(Extract):
Personal tools
You are here: Home Library Radioactive Waste PFS/GOSHUTE HIGH-LEVEL STORAGE Bennett thwarts funding for federal lawyers
Document Actions

Bennett thwarts funding for federal lawyers

Democratic and Republican representatives in Utah and Nevada joined forces to oppose permanent high-level radioactive storage in their states and to support leaving the radioactive waste at reactor sites.

Date: Saturday, November 12

Congress may have hampered a federal agency's ability to ensure the safe shipment of highly radioactive waste if it were to be sent to Utah.

Sen. Bob Bennett, R-Utah, convinced a congressional committee to cut the funding for two federal Department of Transportation lawyers who would oversee legal challenges of safety requirements for shipping spent reactor fuel to Utah.

"I am pleased that the House conferees receded to the Senate language in the final bill and agree that this is not a proper role for the federal government," said Bennett, a member of the conference committee. "I remain committed to fight against any effort to bring spent nuclear fuel to Utah, and firmly believe that this waste should be stored where it currently is until we work out the economics and technology to reprocess it."

A House subcommittee earlier this year had approved funding for two lawyers for the Pipeline and Hazardous Materials Safety Administration.

But the agency was not mounting a legal battle to force the waste on Utah, or paying the legal expenses for a private company, James Wiggens said in July. Wiggens is director of policy and government affairs at the agency, which oversees transportation safety for all kinds of hazardous material.

"We don't care where it's going, how it's going or when it's going," he said. "Our focus here is just making sure it gets there safely."

(Written instruction 1):
In the article, which agency would the two lawyers whose funding was cut have worked for?
(Written instruction 2):
Summarize the article in two sentences.
(Written instruction 3):
Reproduce the stretch of the article from "Date: Saturday, November" through "fuel to Utah.".

(Supplied data):
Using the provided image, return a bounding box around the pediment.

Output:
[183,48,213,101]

(Complete response 1):
The Pipeline and Hazardous Materials Safety Administration, part of the Department of Transportation.

(Complete response 2):
Sen. Bob Bennett persuaded a congressional committee to cut funding for two Department of Transportation lawyers who would have overseen legal challenges to safety requirements for shipping spent reactor fuel to Utah. Bennett said he opposes any effort to bring spent nuclear fuel to Utah, while an official of the agency said in July that it was not fighting to force the waste on Utah and cared only that shipments arrive safely.

(Complete response 3):
Date: Saturday, November 12

Congress may have hampered a federal agency's ability to ensure the safe shipment of highly radioactive waste if it were to be sent to Utah.

Sen. Bob Bennett, R-Utah, convinced a congressional committee to cut the funding for two federal Department of Transportation lawyers who would oversee legal challenges of safety requirements for shipping spent reactor fuel to Utah.